**Problem:** Rewrite the stretch from the line containing "Place one point on every instance of the wet" through the last of the lines below, swapping "sidewalk" for "pavement" and keeping everything else unchanged. Give only those lines.

-- -- --

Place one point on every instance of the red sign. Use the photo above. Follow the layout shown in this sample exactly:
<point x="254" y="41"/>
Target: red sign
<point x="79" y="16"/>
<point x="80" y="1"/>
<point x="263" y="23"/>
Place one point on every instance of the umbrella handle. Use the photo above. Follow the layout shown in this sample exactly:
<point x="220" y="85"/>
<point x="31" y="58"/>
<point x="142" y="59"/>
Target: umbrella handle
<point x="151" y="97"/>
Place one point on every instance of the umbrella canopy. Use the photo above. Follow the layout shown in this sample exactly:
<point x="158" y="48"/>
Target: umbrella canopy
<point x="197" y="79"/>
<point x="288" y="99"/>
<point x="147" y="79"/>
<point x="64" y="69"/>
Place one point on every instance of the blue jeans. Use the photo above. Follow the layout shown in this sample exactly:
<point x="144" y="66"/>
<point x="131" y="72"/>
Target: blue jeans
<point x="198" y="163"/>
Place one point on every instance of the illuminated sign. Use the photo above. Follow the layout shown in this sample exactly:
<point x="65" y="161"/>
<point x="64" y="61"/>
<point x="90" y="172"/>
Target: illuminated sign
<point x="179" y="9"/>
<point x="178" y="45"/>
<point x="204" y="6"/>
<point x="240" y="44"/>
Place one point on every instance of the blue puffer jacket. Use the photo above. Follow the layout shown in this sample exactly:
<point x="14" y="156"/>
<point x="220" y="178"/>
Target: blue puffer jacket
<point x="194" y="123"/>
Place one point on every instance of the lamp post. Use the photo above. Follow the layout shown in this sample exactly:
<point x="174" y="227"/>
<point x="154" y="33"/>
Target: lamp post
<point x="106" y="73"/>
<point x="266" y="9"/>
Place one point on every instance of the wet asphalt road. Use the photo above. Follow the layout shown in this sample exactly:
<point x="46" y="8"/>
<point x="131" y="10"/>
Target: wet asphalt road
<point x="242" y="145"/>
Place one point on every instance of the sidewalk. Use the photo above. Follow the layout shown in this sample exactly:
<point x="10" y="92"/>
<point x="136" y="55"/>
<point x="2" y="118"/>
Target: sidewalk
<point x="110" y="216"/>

-- -- --

**Output of the exercise:**
Place one point on every instance of the wet asphalt road. Use the photo above. Follow the layout shown in this sample exactly:
<point x="46" y="8"/>
<point x="131" y="10"/>
Target: wet asphalt road
<point x="242" y="145"/>
Place one point on every instance of the pavement. Use the photo above. Follow the layout shown in this sample exactly:
<point x="10" y="92"/>
<point x="136" y="55"/>
<point x="2" y="118"/>
Target: pavement
<point x="110" y="216"/>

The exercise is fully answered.